• [Text for analysis]:

My grandmother on Mom's side was a lot different. She led a hard life and seemed to be uncomfortable around children. I don't have many fond memories of visiting her or my two uncles who still lived with her. For some reason they never called me by my first name, they always addressed me by my middle name. I can remember sitting on her couch when Mom went to visit, Dad rarely came along. There was a big coal stove in the middle of the tiny parlor and I would patiently watch the fire flicker through the panes of glass in it's door while Mom chatted with her about who knows what. About the only time there wasn't a fire in that stove was in the hottest part of the summer. When I pestered Mom about leaving often enough she would make me go outside to play by myself. No cousins to play with like there were at my other grandmother's house, I couldn't wait to go home.

• [Questions on the material]:
**A.** Rewrite the paragraph of the memoir about the grandmother on Mom's side that begins "My grandmother on Mom's side was a lot different" as a short bulleted list that keeps its main facts.
**B.** According to the memoir about the grandmother on Mom's side, why did Mom make the narrator go outside to play?
**C.** Proceed with the memoir about the grandmother on Mom's side from the point where the text stops.
The rows below this point were taken from a different source than the memoir.

• [Information provided]:
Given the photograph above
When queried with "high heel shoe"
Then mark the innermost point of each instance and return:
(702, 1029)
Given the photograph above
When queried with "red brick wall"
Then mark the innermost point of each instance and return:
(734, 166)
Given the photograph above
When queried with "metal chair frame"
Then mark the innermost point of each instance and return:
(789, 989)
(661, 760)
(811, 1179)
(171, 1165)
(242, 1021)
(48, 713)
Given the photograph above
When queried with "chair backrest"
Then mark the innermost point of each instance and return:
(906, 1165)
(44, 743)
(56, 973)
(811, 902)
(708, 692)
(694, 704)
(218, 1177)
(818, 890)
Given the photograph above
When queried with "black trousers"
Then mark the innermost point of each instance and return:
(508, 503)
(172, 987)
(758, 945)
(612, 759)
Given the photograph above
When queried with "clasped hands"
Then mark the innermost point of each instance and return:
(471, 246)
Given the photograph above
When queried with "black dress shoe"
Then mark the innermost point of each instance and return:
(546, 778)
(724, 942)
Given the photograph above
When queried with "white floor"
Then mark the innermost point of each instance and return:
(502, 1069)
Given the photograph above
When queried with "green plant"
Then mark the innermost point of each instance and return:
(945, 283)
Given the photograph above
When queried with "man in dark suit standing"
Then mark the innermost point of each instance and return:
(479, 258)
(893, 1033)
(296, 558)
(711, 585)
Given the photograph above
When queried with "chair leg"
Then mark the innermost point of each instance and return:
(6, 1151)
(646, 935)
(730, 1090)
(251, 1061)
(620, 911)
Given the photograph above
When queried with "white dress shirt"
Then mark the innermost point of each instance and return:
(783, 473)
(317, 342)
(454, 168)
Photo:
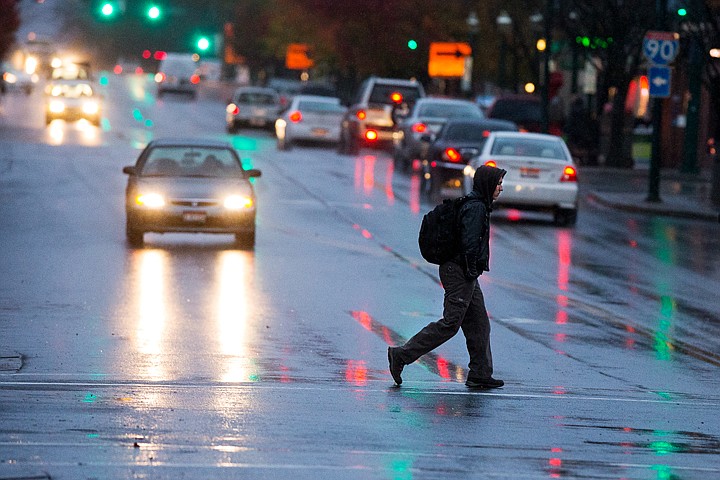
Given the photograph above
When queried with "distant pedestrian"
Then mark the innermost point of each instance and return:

• [Task-by-task outputs]:
**A.**
- The grandmother on Mom's side led a hard life and seemed uncomfortable around children.
- The narrator has few fond memories of visiting her or the two uncles who still lived with her.
- They always called the narrator by a middle name, never a first name.
- Mom visited, and Dad rarely came along.
- The narrator sat on the couch watching the fire in a big coal stove in the tiny parlor while Mom and the grandmother chatted.
- The stove was lit nearly year-round, except in the hottest part of summer.
- When the narrator pestered Mom about leaving, Mom sent the narrator outside to play alone.
- With no cousins to play with, unlike at the other grandmother's house, the narrator couldn't wait to go home.

**B.** Mom sent the narrator outside after being pestered about leaving often enough.

**C.**
It got me to thinking, how will I be remembered? I know my immediate family will have a lot of memories about me, my kids and maybe grandkids...but how about everyone else? I guess a lot of folks will probably say "he knew a lot about computers" or "he wrote a good church bulletin." Most folks will remember what a big fellow I am...sort of hard to miss that. I've had a lot of time to make an impression on a lot of people I have met over the years. Hopefully most of them were good impressions. I would like to be remembered for more than my computer and writing skills, but I'll take what I can get.

One person I know won't forget me is my Savior. What a terrible thing it would be to finally meet him face to face and have him say "Depart, I never knew you."

Friday, December 23, 2005

Am I a chicken or a pig?

Christmas is just a couple of days away and my wife was busy last night doing her "crafty" stuff. For those of you that don't know her, she's a talented artist and enjoys making hand-painted items. One of the things she was working on last night was a picture frame she had purchased for her sister (shhhh...don't tell her). It has little roosters around the border and her sister collects chicken chatzkes (did I spell that right?) stuff with chickens on it. She wanted to make it special and so she asked me to get on the Internet and see if I could find any "chicken quotes" that she could use to create something caligraphic to put in the frame.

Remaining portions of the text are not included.